[SUPPLIED ENTRIES — start]
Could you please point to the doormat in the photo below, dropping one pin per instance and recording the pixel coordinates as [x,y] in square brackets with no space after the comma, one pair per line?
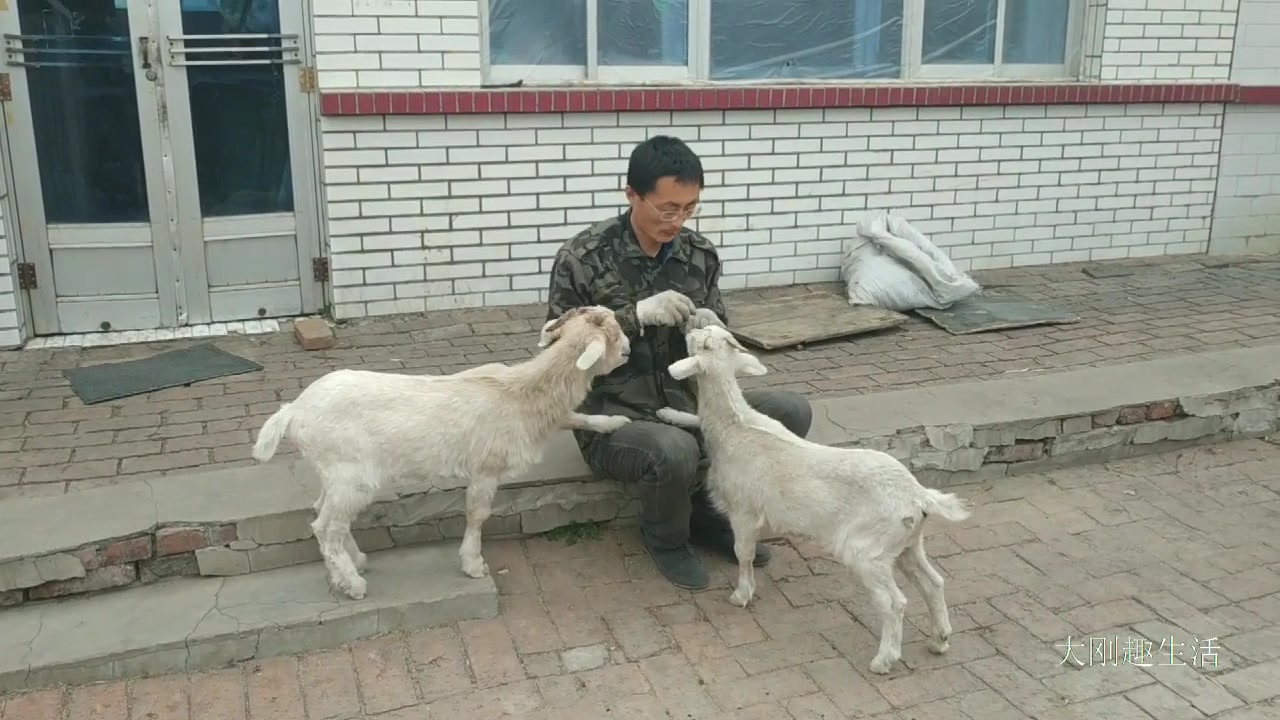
[113,381]
[987,313]
[800,319]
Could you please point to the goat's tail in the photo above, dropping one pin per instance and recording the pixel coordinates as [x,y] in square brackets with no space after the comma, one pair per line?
[946,505]
[269,437]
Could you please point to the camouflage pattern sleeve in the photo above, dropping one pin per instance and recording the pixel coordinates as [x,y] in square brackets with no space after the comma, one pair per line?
[714,302]
[571,287]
[SUPPLIED ENTRIES — finish]
REQUIRED ACTION: Nothing but the lines from the line containing "Could you please point to the goat's" through the final line of the entries should appear in your answer, copied exactly.

FINISHED TASK:
Could you please point to the goat's tail in the photo above, dropping one pin per instance and recording the pixel coordinates as [x,y] in square brackets with no space after the comma, one pair per line?
[946,505]
[269,437]
Could you please point to the camouflage pattern sleeve in the photo above, dropping one pin per instance and recording the pixel coordinates as [x,y] in square brackets with no space after the comma, one pair per line?
[714,302]
[571,287]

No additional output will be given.